**TASKS TO CARRY OUT**
(1) Answer these questions using the news article on the UNC award named for Cornelia Phillips Spencer:
(a) Who will chair the committee that Moeser is setting up?
(b) What did Moeser say about the first dorm built at Carolina for women?
(c) In his letter, what reason does Moeser give for the decision?
(2) Carry on the news article about the UNC award named for Cornelia Phillips Spencer, starting after its last sentence.

Chancellor James Moeser has told members of Cornelia Phillips Spencer’s family that he wants a campus committee to study the need for a new UNC award to honor women – an award that he says could be named to “honor the outstanding service given to the University by a succession of members of the Phillips, Spencer and Love families.”

Moeser met with two of Spencer’s great-grandchildren in January to try to smooth hurt feelings caused by his decision in December to abolish the Cornelia Phillip Spencer Award because of perceptions that Spencer – long revered as the woman who sparked the movement to reopen the University after the Civil War – had acted on racist tendencies to stymie UNC’s post-war Republican leadership. Charles E. Love of Charlotte, head of the foundation named for his parents; and his sister Spencie Love, a historian and expert on the family’s deep involvement with the University, has asked Moeser to remove their great-grandmother’s name from Spencer Residence Hall and to redirect money the foundation had given for a new home for several prestigious Southern studies programs.

Following the meeting, Moeser said the funding for the programs was safe. He reiterated that the first dorm built at Carolina for women would continue to bear Spencer’s name.

That meeting included William Friday ’48 (LLB), president emeritus of the UNC System; history faculty members Bill Ferris and Harry Watson; Bernadette Gray-Little, dean of the College of Arts and Sciences; and Professor Madeline Levine, the most recent Bell Award recipient.

Moeser will set up a committee to be chaired by journalism Professor Jane Brown, a recipient of the decade-old Bell Award. Spencie Love will be on the committee.

“I regret the pain that this controversy has caused you and your family,” Moeser wrote in the letter. “The last thing we wanted to do in ending the Bell Award was to condemn Cornelia Phillips Spencer or to erase her from our past. The decision was one of practicality because a number of outstanding women on campus said they would not accept the award.”

**LISTED RECORDS**
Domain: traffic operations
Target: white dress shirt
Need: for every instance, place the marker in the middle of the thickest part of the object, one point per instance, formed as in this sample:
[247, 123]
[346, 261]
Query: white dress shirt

**RESPONSES TO THE EXERCISE**
(1)
(a) Journalism Professor Jane Brown, a recipient of the Bell Award.
(b) It would continue to bear Spencer's name.
(c) A number of outstanding women on campus said they would not accept the award.

(2)
The move to abolish the award set off a hot debate on campus and in the letters columns of Triangle newspapers, most of which decried the decision as an unnecessary revision of history.

The debate about the award, given since 1994 for outstanding service to UNC by women, included speculation that the names of buildings, honors and professorships bearing the names of people with controversies in their biographies might be considered for removal. Moeser said the dorm name was not discussed in the meeting with the Loves.

“We’re not going to remove any names from any buildings,” he said in an interview.

Moeser said he thinks that Cornelia Phillips Spencer “was a great woman” and that the issue is “not something that’s simply understood.”

But, he said, to keep the award would have “constantly put her on trial and attack.”

Cornelia Spencer’s father and brother were on the UNC faculty. Her brother, Samuel Phillips, was a appointed a solicitor general by President U.S. Grant. Her grandson, James Spencer Love, founded the business that became Burlington Industries, at one time the world’s largest textile manufacturing company; and her granddaughter, Cornelia Spencer Love, was a longtime community activist in Chapel Hill.

The Love Foundation recently gave funds to help with the renovation of a house on Franklin Street as headquarters for the Center for the Study of the American South, the Southern Oral History Program and other programs. Cornelia Phillips Spencer’s son-in-law, James Lee Love, built the house, and she once lived in it.

Among the Love Foundation’s beneficiaries is the General Alumni Association. An endowment covers the cost of the GAA’s annual Old Students Club luncheon and some of the costs of producing the Alumni Directory.